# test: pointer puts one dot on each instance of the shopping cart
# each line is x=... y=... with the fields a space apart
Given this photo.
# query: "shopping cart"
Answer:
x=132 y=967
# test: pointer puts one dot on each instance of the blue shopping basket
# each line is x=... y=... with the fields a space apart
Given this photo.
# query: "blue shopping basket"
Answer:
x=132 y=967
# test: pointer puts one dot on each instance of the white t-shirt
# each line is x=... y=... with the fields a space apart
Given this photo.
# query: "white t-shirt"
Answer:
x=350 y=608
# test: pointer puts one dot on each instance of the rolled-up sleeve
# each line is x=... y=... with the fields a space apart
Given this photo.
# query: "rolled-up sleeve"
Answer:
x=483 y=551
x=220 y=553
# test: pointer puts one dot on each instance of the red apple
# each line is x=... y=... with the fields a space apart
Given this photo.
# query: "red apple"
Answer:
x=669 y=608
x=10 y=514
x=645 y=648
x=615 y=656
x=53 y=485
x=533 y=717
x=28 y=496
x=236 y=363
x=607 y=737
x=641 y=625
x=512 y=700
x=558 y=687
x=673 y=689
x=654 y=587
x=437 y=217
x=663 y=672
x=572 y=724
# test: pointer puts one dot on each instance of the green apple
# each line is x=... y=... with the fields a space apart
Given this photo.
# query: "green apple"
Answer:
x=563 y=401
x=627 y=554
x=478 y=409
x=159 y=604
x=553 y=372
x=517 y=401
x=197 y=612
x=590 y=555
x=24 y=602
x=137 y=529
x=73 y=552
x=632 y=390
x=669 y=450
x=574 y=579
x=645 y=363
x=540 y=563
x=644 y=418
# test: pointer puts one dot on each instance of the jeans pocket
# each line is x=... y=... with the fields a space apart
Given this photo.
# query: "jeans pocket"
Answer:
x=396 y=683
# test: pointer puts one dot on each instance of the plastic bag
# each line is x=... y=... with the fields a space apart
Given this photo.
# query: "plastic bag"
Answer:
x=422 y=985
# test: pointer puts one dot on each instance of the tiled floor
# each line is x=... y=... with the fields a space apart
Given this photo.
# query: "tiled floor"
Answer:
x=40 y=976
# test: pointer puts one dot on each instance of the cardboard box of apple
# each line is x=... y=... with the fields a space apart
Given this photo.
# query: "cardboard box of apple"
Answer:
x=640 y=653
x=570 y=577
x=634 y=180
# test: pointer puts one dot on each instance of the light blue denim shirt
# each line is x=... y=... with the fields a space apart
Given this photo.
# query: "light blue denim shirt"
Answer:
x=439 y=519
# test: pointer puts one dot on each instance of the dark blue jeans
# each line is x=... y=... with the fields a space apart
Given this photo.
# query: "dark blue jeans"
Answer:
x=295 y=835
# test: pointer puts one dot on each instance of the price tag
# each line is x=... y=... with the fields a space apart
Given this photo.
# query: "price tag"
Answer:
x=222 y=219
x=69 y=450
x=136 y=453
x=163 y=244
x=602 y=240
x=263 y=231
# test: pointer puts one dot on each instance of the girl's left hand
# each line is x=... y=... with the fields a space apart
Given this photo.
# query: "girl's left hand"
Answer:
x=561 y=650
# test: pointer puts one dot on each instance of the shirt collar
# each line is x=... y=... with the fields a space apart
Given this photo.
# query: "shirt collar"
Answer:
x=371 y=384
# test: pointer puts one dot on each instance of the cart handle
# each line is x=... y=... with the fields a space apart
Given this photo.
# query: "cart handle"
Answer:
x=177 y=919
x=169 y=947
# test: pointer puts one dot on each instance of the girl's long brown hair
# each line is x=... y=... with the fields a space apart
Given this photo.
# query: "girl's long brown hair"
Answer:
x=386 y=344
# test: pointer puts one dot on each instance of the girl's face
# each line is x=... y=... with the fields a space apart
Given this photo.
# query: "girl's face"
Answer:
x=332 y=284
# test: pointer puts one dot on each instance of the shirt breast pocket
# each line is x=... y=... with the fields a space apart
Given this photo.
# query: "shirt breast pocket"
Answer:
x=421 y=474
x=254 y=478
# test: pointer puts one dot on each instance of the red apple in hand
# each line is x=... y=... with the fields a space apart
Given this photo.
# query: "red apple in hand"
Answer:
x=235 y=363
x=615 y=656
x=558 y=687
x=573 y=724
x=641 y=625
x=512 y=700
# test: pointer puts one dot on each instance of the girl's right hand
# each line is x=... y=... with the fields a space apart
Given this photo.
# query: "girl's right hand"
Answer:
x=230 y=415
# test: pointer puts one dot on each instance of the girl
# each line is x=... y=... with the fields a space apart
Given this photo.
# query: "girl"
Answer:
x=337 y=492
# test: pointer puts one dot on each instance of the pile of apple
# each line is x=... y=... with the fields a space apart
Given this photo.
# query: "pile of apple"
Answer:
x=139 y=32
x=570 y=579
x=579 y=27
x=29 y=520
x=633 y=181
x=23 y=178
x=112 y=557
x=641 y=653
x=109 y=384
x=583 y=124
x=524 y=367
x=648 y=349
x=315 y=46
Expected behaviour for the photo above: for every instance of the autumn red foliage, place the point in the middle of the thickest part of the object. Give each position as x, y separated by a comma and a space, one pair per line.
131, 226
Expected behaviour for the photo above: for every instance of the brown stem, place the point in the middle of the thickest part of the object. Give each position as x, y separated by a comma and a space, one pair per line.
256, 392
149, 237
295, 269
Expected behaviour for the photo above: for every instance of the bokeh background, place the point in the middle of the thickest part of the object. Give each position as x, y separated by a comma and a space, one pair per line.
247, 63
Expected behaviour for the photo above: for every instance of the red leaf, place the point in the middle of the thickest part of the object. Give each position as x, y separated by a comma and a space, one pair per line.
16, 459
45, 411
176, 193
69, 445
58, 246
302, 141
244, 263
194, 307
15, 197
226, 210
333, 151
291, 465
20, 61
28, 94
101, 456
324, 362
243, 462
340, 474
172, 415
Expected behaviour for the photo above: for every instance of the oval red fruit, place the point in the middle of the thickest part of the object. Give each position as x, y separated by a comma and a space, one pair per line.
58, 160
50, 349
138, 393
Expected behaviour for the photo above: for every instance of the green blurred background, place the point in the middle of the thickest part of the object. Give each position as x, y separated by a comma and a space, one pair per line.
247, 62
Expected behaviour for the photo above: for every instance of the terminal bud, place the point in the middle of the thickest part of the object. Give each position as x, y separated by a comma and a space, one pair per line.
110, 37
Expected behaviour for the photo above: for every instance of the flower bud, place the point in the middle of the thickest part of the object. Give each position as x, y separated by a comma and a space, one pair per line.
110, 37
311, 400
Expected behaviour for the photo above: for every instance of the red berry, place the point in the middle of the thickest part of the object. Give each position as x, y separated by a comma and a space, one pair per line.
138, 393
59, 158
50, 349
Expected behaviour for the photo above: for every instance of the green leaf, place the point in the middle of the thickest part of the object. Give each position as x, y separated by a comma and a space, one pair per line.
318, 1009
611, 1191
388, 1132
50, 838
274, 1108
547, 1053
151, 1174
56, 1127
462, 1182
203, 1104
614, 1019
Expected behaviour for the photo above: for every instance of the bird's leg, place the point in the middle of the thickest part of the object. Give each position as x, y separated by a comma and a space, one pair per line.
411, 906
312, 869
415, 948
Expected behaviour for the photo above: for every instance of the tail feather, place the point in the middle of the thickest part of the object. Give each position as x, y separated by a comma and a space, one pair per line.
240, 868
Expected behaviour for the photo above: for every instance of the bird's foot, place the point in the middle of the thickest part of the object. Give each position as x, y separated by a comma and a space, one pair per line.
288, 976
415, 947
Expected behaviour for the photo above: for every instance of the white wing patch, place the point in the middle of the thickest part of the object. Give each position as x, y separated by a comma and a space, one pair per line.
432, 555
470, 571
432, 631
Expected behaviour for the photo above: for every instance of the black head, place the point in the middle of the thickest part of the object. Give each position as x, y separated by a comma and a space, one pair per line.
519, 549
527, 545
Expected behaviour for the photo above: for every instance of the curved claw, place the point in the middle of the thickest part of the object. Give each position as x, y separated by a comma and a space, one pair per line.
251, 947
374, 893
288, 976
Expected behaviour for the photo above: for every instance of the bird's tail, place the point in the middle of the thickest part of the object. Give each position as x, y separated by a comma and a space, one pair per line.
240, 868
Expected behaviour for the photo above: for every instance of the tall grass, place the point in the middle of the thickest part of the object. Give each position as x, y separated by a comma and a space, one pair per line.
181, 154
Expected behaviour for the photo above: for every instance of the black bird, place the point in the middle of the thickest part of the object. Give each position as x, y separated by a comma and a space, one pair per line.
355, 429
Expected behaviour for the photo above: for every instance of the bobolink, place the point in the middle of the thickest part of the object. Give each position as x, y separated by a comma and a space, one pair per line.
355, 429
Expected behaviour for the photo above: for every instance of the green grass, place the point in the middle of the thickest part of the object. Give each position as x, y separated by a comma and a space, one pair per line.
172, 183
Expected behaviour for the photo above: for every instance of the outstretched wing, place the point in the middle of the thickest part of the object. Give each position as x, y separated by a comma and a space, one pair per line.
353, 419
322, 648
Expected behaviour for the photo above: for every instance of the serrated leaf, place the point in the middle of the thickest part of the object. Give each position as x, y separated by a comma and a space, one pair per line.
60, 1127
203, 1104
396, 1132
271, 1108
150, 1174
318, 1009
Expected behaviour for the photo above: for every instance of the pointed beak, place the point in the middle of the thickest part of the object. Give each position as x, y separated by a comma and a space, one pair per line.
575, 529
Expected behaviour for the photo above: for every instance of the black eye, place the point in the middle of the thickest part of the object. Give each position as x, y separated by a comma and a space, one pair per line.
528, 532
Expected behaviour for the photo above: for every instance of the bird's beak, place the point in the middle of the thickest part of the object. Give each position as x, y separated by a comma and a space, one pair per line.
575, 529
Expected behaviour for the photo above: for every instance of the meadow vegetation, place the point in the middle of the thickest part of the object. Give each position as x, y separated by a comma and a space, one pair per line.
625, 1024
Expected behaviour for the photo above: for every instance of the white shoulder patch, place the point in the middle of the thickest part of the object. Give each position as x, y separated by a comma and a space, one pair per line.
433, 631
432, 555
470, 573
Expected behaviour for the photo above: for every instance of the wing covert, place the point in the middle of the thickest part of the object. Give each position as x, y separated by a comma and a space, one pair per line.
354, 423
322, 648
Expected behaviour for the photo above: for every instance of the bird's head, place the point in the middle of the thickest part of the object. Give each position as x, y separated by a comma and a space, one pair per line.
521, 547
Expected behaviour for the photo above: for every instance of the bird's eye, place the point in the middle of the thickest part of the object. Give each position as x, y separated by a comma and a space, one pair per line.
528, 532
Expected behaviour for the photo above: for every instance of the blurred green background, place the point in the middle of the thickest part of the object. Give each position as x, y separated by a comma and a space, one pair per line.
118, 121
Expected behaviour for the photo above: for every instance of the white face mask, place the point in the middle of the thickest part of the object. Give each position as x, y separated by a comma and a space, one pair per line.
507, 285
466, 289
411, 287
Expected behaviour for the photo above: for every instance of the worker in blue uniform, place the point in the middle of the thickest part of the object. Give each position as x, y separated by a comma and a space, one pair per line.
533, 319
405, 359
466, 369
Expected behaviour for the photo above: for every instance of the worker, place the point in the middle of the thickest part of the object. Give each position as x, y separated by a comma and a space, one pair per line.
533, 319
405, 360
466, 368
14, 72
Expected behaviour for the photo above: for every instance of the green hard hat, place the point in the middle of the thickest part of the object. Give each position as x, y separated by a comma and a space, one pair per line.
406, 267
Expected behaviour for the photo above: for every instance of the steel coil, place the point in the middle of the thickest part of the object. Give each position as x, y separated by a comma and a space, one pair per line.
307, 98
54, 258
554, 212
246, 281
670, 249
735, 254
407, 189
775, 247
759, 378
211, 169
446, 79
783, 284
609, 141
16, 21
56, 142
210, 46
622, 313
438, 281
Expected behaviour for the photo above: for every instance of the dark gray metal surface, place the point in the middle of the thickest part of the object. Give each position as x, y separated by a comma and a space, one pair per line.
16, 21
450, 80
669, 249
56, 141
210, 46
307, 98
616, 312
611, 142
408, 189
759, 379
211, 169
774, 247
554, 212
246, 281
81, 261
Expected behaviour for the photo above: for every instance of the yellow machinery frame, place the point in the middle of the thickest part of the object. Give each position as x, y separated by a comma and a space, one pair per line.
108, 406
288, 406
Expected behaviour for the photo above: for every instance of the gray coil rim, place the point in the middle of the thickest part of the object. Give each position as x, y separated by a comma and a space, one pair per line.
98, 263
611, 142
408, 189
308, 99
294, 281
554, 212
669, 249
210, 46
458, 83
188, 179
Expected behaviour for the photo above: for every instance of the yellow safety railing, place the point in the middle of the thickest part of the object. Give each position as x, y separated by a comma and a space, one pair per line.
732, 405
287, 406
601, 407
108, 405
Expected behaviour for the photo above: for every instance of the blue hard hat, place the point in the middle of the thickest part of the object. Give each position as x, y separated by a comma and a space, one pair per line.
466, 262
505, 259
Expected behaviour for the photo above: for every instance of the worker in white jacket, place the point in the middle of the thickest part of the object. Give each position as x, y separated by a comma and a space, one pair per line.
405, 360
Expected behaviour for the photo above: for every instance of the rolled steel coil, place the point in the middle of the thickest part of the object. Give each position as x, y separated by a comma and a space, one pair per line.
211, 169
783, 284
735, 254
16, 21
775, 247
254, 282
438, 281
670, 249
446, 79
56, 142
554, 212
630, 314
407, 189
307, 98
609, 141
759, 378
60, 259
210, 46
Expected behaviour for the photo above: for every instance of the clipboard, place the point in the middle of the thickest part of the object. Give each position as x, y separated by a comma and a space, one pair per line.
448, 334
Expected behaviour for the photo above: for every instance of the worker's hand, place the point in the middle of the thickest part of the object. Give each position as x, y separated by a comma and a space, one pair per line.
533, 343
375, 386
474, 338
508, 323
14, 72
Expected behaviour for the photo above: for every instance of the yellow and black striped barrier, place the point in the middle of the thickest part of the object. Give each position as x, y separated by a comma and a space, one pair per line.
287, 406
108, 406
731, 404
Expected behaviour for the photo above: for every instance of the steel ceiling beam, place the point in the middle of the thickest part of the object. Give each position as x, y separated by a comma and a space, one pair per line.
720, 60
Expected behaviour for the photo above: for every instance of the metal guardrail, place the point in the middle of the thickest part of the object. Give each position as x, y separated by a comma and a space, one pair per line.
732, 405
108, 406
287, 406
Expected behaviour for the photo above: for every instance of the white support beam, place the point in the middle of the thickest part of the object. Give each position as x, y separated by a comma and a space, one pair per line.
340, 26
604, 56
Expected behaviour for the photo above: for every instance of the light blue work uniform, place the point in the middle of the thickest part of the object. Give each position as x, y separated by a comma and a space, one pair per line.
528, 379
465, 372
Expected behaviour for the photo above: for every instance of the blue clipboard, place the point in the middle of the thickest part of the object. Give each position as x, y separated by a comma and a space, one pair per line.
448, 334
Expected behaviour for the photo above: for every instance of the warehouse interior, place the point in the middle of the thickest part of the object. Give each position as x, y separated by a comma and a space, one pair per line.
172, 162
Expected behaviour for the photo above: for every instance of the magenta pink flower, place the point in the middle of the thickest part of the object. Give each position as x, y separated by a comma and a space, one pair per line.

→ **Assignment**:
Check each line in the data for the word "pocket", then report only how many lines contain it.

→ **Written reply**:
4